▶ ЗАДАНИЯ
1) Выведите дословно фрагмент текста о взятии Константинополя, начиная со слов «Византийская империя, даровавшая» и далее вплоть до слов «в восточном Средиземноморье.».
2) Какую часть империи получил Балдуин Фландрский согласно тексту о взятии Константинополя?
3) Почему, согласно тексту о взятии Константинополя, Венеция утвердилась в первую очередь на Далматинских и Ионических островах? Ответьте в одном–трех предложениях.

▶ ЦИТИРУЕМЫЙ ТЕКСТ
Но есть и иные свидетельства очевидцев кровавых деяний крестоносцев. Во время осады и взятия Константинополя был там один россиянин из Новгорода, который потом сообщил обо всем увиденном русскому летописцу. В известной Новгородской летописи “подвиг” крестоносцев сведен с пьедестала и представлен как возмутительное злодеяние. Опираясь на нравственные устои Православия, летописец клеймит эту авантюру, кощунственно называемую крестовым походом, как позорное дело: “Крестоносцы возлюбили злато и серебро… и сплели темную интригу, вследствие которой царство греческое погибло жертвой зависти и вражды к нему со стороны Запада”11.

Византийская империя, даровавшая миру Православие, была разделена завоевателями между собой. Так, новоизбранный латинский император Балдуин Фландрский получил четверть империи, а остальные территории были поделены между Венецией и государствами крестоносцев. На территории Греции в результате этого передела возникли франкские княжества, вошедшие в новообразованную Латинскую империю. Что же касается Венеции, то как морская держава она утвердилась в первую очередь на Далматинских и Ионических островах, закрепив свое первенствующее положение в восточном Средиземноморье.

[Фрагменты набора данных об указании на объекты]
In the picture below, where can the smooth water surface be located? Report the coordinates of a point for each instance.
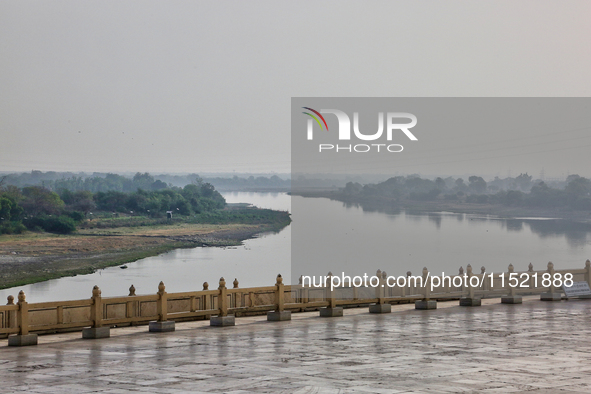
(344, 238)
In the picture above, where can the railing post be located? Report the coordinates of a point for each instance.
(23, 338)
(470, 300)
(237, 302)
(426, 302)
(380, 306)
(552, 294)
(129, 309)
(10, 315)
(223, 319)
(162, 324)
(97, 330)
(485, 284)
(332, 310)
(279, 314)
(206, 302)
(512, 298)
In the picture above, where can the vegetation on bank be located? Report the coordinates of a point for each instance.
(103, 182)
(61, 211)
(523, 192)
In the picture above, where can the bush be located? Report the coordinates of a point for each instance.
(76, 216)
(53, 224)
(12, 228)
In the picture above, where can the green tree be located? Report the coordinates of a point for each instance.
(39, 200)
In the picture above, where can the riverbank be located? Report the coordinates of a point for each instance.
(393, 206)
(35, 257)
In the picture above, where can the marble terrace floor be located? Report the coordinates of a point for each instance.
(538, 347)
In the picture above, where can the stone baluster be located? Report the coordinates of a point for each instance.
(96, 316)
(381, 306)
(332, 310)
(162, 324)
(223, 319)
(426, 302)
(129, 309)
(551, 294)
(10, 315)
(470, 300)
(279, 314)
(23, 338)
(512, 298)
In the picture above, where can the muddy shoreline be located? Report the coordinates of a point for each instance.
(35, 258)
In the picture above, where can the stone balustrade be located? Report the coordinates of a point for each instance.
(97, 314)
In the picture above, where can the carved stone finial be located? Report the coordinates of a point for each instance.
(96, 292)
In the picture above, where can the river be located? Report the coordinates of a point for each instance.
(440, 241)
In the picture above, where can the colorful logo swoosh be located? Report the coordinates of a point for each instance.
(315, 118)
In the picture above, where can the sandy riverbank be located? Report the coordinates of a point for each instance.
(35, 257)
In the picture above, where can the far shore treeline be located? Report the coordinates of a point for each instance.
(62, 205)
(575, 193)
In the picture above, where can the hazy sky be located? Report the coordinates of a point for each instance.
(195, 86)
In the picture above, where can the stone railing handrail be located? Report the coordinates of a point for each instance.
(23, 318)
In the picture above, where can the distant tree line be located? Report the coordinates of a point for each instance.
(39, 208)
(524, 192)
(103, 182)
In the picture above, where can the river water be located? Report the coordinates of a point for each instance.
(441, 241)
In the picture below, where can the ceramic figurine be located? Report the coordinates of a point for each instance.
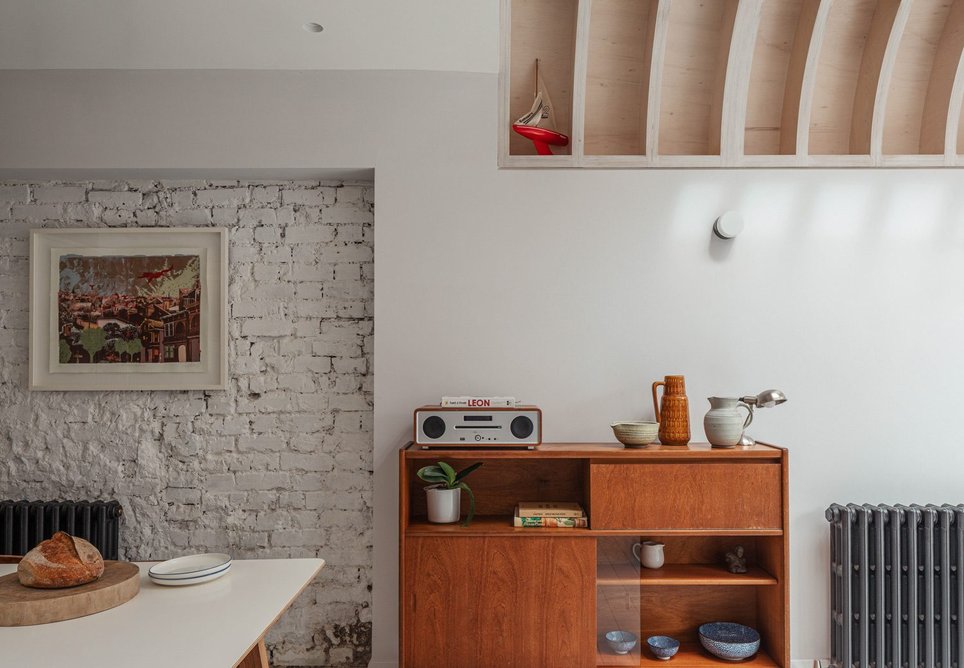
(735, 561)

▶ ОТВЕТЫ
1)
Византийская империя, даровавшая миру Православие, была разделена завоевателями между собой. Так, новоизбранный латинский император Балдуин Фландрский получил четверть империи, а остальные территории были поделены между Венецией и государствами крестоносцев. На территории Греции в результате этого передела возникли франкские княжества, вошедшие в новообразованную Латинскую империю. Что же касается Венеции, то как морская держава она утвердилась в первую очередь на Далматинских и Ионических островах, закрепив свое первенствующее положение в восточном Средиземноморье.

2) Четверть империи.

3) Венеция была морской державой, поэтому она закрепилась прежде всего на островах. Это обеспечило ей первенствующее положение в восточном Средиземноморье.